▶ [GOAL OF THE EXERCISE]
Which lines of the records contain the string "Example"? Gather and copy each of them, treating uppercase and lowercase as different.

────────────────────────────────────────

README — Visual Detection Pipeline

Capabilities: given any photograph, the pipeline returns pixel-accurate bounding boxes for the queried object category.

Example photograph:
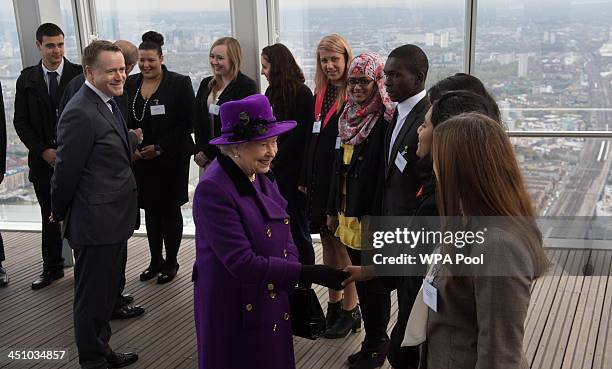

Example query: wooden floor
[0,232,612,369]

────────────────────────────────────────

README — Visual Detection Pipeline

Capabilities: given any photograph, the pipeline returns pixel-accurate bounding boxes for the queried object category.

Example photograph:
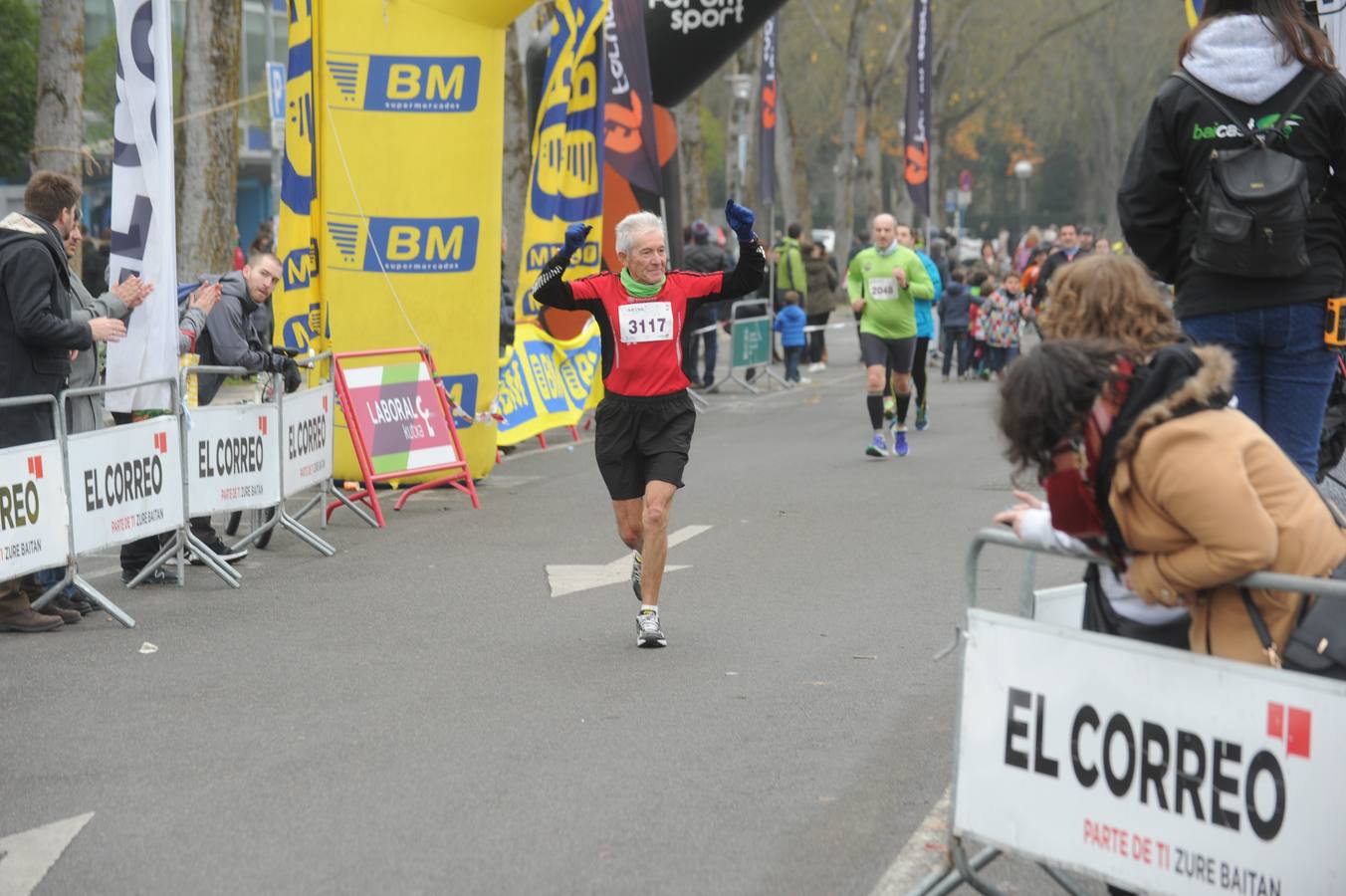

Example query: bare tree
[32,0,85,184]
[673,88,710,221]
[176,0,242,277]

────────────────────────────────────────

▶ [THE RESPONSE]
Example photograph:
Example query: wooden floor
Example photograph:
Example query: bare tree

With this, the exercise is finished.